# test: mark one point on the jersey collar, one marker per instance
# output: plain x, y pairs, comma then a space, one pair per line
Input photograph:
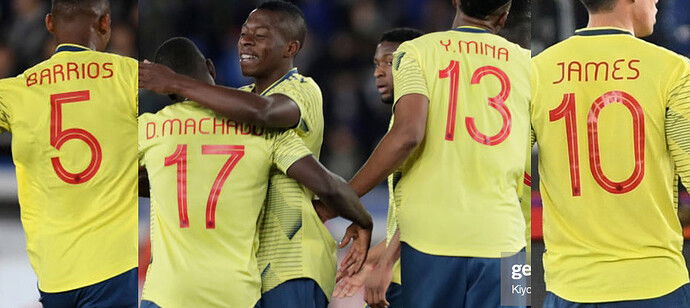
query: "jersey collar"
70, 47
601, 31
275, 84
471, 29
☆ ☆ ☆ ☆
_What this task involves_
Convert all of the rows above into a numbered list, omitting blank lines and excluding the picture.

_Task solution_
1. # test: mark one point on the jersey collar, one marker per instance
2. # output: plain x, y pairs, comma then a space, one pair per line
3. Input photograph:
4. query: "jersey collar"
5. 70, 47
6. 601, 31
7. 275, 84
8. 471, 29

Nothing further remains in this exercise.